-- START Text to read --
Community Research and Development Information Service - CORDIS

H2020

READ Report Summary

Project ID: 674943
Funded under: H2020-EU.1.4.1.3.

Periodic Reporting for period 1 - READ (Recognition and Enrichment of Archival Documents)

Reporting period: 2016-01-01 to 2016-12-31

Summary of the context and overall objectives of the project

The history of Europe is preserved in it’s archives. Thousands of shelf-kilometres containing billions of documents provide a true picture of the everyday life (and struggles) of Europeans citizens from the Middle Ages to the present day. But this treasure is hidden from the public - not because it cannot be accessed physically or digitized, but simply due to the fact that until now it has not been possible to search through archival material in the way that we expect; searching the full-text of historical documents which are handwritten in variants of historical languages and which have highly sophisticated layouts such as registers and tables.
The H2020 project READ (Recognition and Enrichment of Archival Documents) will revolutionize access to historical collections from archives and libraries by supporting cutting edge research in Pattern Recognition, Computer Vision, Natural Language Processing and Digital Humanities. Namely Handwritten Text Recognition and Keyword Spotting are key technologies where European universities are at the forefront of research. These technologies are made available via the service platform “Transkribus”. It offers the world’s first implementation of a freely available Handwritten Text Recognition engine, capable of being trained on medieval handwriting found in famous codices in the same way as on individual handwriting from famous persons of the 20th century. The main European scripts can be trained and recognised, as well as Hebrew, Arabic or Bangla.
-- END Text to read --
### The tasks
1. According to the READ project summary, which service platform makes the project's recognition technologies available?
2. Reproduce the passage of the READ project summary between "The history of" and "registers and tables.", inclusive.
-- START Material supplied --
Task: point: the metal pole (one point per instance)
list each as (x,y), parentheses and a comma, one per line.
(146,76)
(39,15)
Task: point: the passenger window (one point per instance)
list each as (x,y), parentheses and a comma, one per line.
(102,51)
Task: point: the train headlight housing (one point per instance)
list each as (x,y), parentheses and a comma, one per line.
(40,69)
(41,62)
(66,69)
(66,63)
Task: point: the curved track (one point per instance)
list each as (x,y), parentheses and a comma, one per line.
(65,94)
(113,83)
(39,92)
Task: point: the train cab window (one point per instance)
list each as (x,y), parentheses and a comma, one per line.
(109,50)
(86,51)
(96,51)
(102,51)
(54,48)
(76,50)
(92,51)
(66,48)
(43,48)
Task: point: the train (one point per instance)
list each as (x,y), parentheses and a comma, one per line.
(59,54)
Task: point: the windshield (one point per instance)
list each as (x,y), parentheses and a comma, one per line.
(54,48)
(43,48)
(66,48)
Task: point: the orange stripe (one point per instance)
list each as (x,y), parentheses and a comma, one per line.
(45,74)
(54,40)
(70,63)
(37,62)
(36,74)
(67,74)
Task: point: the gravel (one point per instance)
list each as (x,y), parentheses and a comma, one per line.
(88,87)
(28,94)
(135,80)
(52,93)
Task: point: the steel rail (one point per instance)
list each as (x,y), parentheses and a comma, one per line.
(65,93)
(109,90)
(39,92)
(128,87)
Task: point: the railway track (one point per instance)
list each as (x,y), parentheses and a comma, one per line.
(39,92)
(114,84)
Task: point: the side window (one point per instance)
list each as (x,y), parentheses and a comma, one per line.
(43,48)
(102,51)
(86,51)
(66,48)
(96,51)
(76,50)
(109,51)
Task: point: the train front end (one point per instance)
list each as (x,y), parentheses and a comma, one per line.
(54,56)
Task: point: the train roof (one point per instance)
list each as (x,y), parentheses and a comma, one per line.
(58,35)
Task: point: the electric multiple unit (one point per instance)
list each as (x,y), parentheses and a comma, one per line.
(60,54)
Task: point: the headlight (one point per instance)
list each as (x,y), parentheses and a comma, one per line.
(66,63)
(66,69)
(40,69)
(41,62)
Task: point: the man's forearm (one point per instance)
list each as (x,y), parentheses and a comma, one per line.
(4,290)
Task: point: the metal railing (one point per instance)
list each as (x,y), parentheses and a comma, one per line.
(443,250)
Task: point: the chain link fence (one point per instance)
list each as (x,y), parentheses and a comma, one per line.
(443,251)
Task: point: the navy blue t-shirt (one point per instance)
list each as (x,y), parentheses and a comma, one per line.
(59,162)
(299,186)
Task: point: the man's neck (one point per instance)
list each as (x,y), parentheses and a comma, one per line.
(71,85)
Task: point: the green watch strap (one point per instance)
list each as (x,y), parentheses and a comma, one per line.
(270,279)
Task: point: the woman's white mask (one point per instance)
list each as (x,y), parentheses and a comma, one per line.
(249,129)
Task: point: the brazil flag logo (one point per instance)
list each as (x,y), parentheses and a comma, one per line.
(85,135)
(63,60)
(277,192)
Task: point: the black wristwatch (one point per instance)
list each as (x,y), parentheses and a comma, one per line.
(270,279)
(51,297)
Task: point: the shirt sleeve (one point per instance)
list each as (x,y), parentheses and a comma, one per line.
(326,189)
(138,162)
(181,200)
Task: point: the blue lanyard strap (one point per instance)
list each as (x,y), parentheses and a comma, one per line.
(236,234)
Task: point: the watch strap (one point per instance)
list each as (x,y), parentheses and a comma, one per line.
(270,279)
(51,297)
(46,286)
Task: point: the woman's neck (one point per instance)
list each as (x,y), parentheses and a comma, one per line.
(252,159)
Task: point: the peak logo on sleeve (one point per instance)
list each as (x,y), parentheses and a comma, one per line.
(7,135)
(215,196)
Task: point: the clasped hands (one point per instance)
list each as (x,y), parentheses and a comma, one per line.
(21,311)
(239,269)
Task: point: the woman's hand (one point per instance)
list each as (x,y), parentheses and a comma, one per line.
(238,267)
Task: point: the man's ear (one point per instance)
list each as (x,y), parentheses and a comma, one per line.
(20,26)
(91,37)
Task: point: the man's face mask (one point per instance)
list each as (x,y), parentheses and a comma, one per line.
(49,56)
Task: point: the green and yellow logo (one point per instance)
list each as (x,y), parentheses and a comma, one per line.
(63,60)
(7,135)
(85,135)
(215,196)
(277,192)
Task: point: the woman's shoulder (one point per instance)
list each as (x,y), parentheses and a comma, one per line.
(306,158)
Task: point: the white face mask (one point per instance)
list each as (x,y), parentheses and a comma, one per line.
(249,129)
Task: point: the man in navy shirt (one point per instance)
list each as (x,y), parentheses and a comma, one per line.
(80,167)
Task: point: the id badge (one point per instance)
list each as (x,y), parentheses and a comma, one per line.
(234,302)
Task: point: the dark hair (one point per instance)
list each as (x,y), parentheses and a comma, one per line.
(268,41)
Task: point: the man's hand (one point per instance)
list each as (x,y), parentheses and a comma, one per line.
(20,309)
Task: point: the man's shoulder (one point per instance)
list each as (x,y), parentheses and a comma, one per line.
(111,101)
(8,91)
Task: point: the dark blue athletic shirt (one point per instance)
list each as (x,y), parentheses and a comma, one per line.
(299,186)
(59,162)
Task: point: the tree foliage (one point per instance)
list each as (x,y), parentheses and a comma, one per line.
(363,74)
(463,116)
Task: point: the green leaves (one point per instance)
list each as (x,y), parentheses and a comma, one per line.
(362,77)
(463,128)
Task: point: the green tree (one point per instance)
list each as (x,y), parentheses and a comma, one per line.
-- END Material supplied --
### Results for each task
1. Transkribus

2.
The history of Europe is preserved in it’s archives. Thousands of shelf-kilometres containing billions of documents provide a true picture of the everyday life (and struggles) of Europeans citizens from the Middle Ages to the present day. But this treasure is hidden from the public - not because it cannot be accessed physically or digitized, but simply due to the fact that until now it has not been possible to search through archival material in the way that we expect; searching the full-text of historical documents which are handwritten in variants of historical languages and which have highly sophisticated layouts such as registers and tables.